*Excerpt provided*:
########################################
So to sum up my thoughts on this: I feel this commit actually cleans up the code a lot and that alone may be sufficient to get it merged. We could make the cache a runtime configurable option so operators can choose whether to use it or not but that may be overkill. Lastly, I'm not opposed to just removing the cache entirely but I think that before we do that we ought to be very sure that performance doesn't suffer on the servers which actually stand to benefit the most from the cache; I think it's worth running this branch on s1 or s2 and capturing performance over a large amount of queries and comparing results.

@scottschurr
Copy link
Collaborator

@greg7mdp:

strange that longest ns is longer for Scott D's branch than develop. I would assume these occur when we don't have a cache hit, right?

My guess is that the longest ns can be attributed to at least a couple of sources:

  • Multiprocessing/thread swapping can swap a thread out. Where, when, and how often that happens, and how long the thread is swapped out, is non-determinate from the perspective of this test.
  • Having code not in cache can cause delays while that code is fetched into cache. So code with a larger footprint may spike longer times.

I would expect thread swapping to have the largest impact of these two. So the longest ns value may effectively be noise. But it's hard to know for sure.

How many different AccountIDs does the test use? Are they randomly accessed?

The test case is not really a test case as such. I'm installing the timer in the rippled source code and then running that instance of rippled agains the main network. The AccountIDs being used should be representative of the Account IDs seen by a normally running rippled instance. Similarly, the randomness of the access should be the same that a regular rippled instance would see.

I take over 1 million samples to try and average out the uses from test run to test run. But it's also true that the specifics of the test are far from identical between test cases and from run-to-run.

@nbougalis noted:

I suspect that we're already reaping benefits from the existing cache. An interesting approach would be to disable it entirely and run measurements then.
########################################
*Required task*: In the cache discussion above, which of the two suggested sources of the longest ns values is expected to have the largest impact?

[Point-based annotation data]
########################################
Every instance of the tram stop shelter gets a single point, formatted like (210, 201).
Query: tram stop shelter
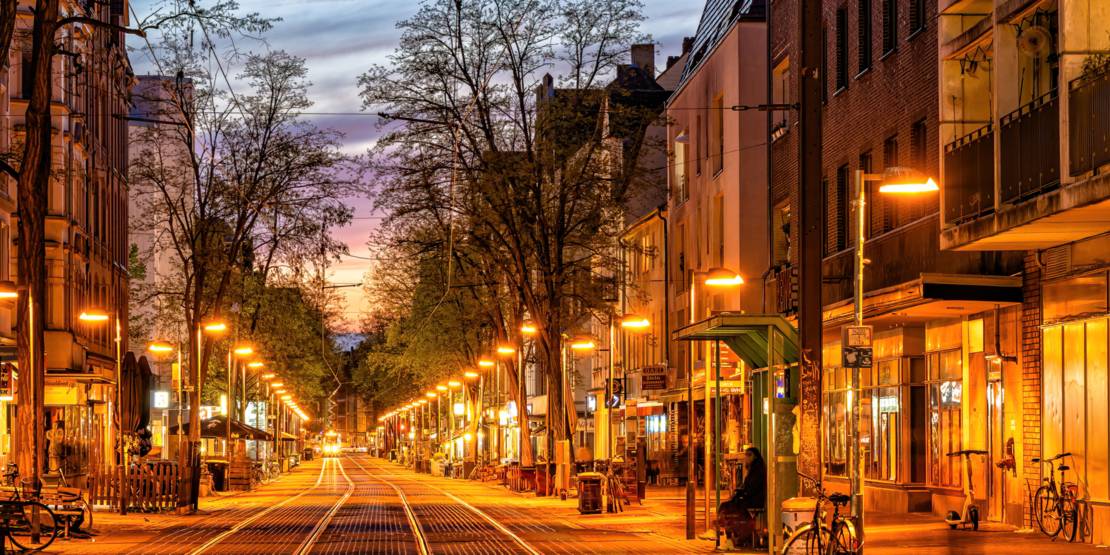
(768, 346)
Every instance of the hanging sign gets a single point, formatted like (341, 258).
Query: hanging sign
(856, 349)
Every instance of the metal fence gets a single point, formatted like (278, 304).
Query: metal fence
(1030, 149)
(969, 175)
(1089, 122)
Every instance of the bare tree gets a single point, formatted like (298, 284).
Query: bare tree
(232, 177)
(508, 169)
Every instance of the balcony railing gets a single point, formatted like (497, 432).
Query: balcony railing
(969, 175)
(1089, 122)
(1030, 142)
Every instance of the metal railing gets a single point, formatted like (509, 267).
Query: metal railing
(1089, 122)
(969, 175)
(1030, 149)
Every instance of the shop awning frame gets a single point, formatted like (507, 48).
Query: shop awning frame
(746, 334)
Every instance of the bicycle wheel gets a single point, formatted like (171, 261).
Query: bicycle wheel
(1047, 511)
(808, 541)
(1069, 517)
(844, 540)
(20, 533)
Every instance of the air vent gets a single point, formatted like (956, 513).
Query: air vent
(1057, 262)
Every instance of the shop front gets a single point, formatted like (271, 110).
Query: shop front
(1076, 390)
(767, 394)
(944, 352)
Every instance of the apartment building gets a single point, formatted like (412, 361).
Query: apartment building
(1023, 97)
(86, 228)
(939, 316)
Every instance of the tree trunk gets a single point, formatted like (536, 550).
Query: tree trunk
(32, 185)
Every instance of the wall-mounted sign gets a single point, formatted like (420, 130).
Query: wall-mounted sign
(653, 379)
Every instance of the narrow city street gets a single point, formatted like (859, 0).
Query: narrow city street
(356, 504)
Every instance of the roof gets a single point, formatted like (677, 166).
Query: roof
(759, 340)
(717, 18)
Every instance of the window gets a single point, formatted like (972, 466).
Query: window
(916, 16)
(697, 144)
(780, 233)
(825, 64)
(864, 31)
(884, 211)
(680, 187)
(841, 48)
(874, 199)
(843, 208)
(780, 94)
(889, 26)
(717, 133)
(946, 393)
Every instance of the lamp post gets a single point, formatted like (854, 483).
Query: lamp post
(894, 181)
(716, 278)
(629, 323)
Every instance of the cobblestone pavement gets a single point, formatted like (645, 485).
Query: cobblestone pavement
(356, 504)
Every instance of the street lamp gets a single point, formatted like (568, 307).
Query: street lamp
(892, 181)
(717, 278)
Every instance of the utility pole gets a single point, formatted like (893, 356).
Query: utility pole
(810, 218)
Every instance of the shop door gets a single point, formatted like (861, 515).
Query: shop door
(996, 476)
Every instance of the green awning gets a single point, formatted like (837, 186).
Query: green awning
(746, 334)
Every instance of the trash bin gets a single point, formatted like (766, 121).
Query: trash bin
(796, 512)
(589, 493)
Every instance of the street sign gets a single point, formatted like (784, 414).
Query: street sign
(615, 390)
(856, 350)
(653, 379)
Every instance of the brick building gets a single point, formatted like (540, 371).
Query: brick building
(1025, 96)
(935, 312)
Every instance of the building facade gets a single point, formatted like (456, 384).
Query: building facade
(1023, 94)
(86, 230)
(717, 222)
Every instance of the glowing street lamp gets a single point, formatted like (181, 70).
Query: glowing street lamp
(160, 347)
(634, 322)
(93, 315)
(723, 278)
(583, 343)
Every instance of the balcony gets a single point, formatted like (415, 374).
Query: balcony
(1036, 208)
(969, 177)
(1030, 142)
(1089, 115)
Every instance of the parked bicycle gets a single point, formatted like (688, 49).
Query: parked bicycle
(1056, 504)
(29, 524)
(816, 537)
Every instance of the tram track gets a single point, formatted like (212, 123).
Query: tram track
(455, 526)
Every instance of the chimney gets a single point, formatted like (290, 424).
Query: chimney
(643, 57)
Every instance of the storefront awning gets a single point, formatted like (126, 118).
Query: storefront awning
(748, 335)
(930, 296)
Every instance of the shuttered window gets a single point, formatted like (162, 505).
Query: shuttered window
(864, 32)
(916, 16)
(889, 26)
(841, 48)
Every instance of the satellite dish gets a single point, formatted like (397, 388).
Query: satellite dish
(1035, 41)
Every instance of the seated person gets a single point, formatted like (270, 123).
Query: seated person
(734, 516)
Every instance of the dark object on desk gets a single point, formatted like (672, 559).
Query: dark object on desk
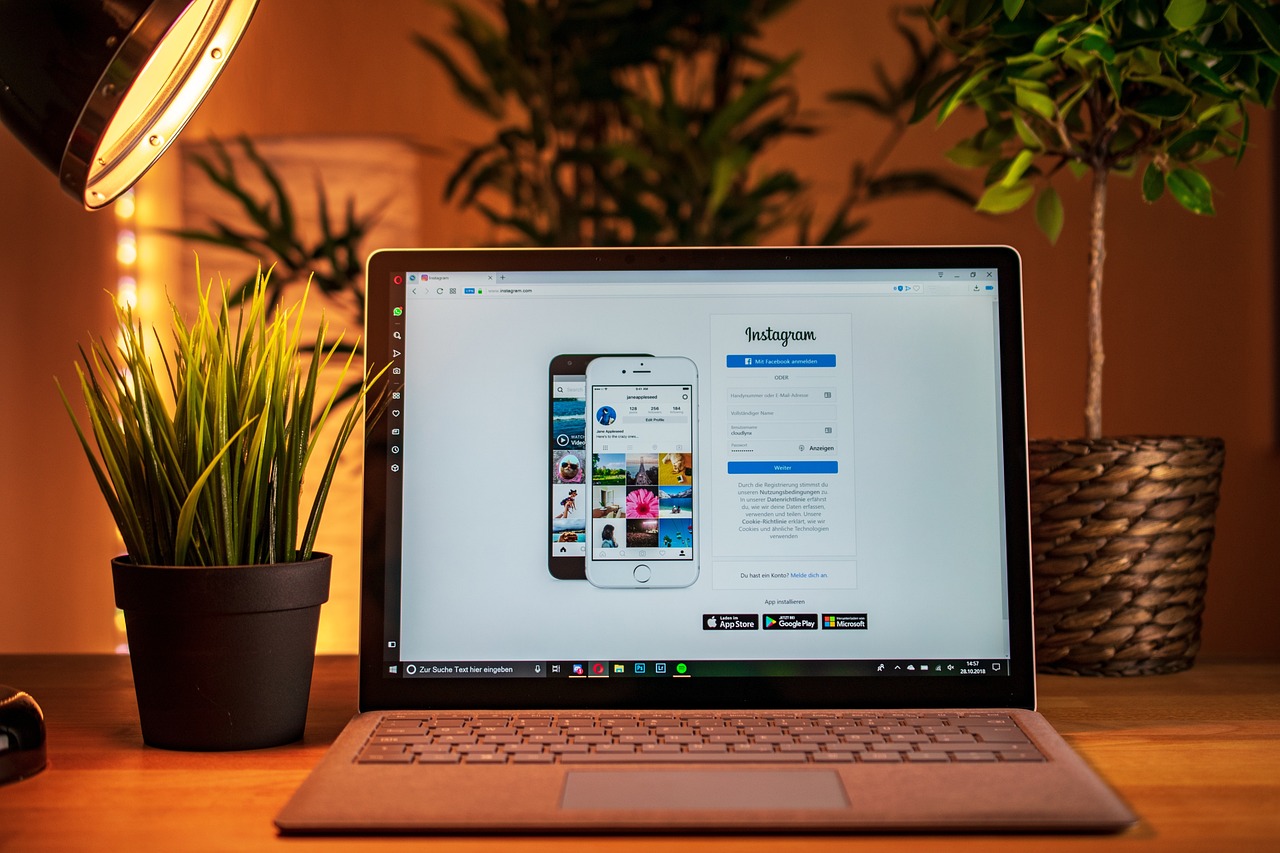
########################################
*The result*: Thread swapping.